Exercise materials —
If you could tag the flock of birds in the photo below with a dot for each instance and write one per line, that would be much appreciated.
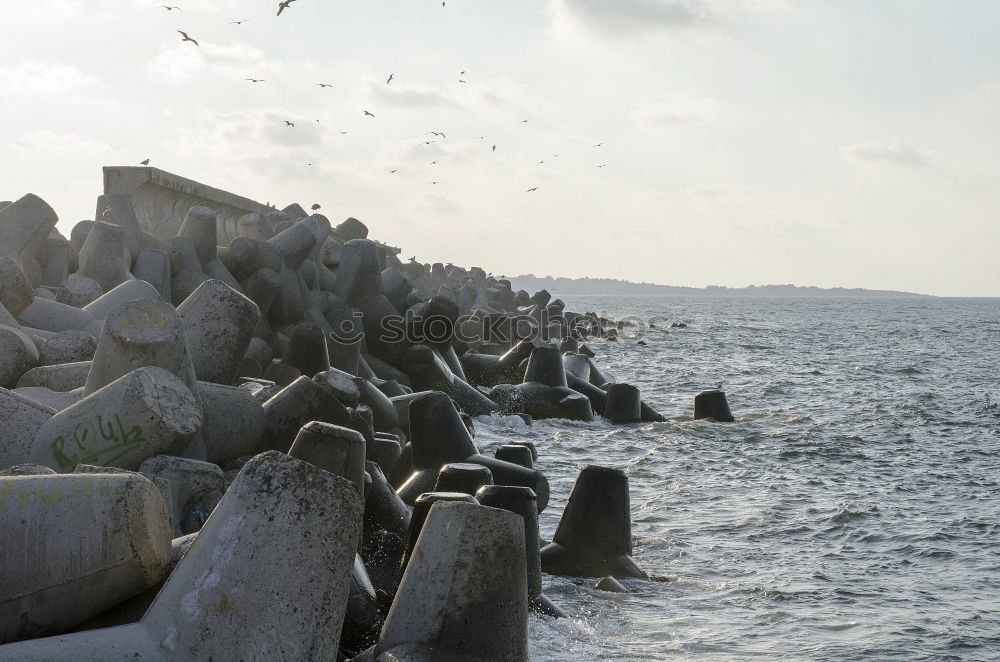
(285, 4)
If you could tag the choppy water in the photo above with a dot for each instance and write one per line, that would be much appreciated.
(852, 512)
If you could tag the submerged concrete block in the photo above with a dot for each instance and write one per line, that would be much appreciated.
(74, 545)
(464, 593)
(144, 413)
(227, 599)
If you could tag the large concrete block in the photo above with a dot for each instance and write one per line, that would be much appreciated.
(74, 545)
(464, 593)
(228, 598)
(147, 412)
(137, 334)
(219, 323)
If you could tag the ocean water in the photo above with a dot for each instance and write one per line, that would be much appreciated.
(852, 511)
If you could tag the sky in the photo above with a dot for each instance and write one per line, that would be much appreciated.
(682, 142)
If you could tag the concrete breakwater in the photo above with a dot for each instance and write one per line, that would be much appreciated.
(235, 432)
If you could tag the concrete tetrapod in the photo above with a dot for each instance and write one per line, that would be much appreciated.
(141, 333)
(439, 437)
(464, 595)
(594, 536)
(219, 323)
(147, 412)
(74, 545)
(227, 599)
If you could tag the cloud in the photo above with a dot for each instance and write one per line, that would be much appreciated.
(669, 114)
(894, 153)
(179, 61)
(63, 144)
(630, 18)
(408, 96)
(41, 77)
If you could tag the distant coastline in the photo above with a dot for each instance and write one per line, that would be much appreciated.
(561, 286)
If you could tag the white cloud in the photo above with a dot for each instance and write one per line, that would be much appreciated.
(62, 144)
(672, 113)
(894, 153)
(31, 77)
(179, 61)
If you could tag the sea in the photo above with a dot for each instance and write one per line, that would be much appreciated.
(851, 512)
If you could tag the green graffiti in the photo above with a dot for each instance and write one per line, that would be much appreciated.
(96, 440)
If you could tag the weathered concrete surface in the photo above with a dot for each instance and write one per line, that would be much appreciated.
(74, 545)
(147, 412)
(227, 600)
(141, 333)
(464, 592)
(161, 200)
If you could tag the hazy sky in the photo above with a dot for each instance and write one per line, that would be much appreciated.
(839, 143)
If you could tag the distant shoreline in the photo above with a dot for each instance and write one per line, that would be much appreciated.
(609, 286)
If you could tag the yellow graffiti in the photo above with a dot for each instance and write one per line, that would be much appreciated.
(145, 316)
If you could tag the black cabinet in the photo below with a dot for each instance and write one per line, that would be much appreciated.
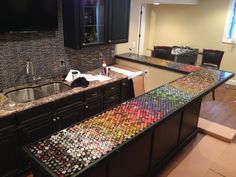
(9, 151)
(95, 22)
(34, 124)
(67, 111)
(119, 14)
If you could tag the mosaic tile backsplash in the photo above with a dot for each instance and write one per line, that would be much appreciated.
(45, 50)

Exercise description — When you reach the line that contains "If you could tag the distant shoreline", start copying the listing word for word and stop only after its last line, without any pictures.

Your solution —
If you could tag the distant shoreline in the photo above with a dot for each instance and write one per line, that would be much appreciated.
(609, 286)
If you could tag the yellow graffiti in the photo above with a dot for each instance and write one per line, that would be much appreciated.
(145, 316)
If you could tag the black cabinet in the photo below with a dot for each instance and write one per line, that would be much appreciated.
(9, 151)
(95, 22)
(34, 124)
(67, 111)
(119, 14)
If you could tag the mosaic tile backsplash in the photo above with a dot for each instance and write one per line, that would be much appreciated.
(45, 50)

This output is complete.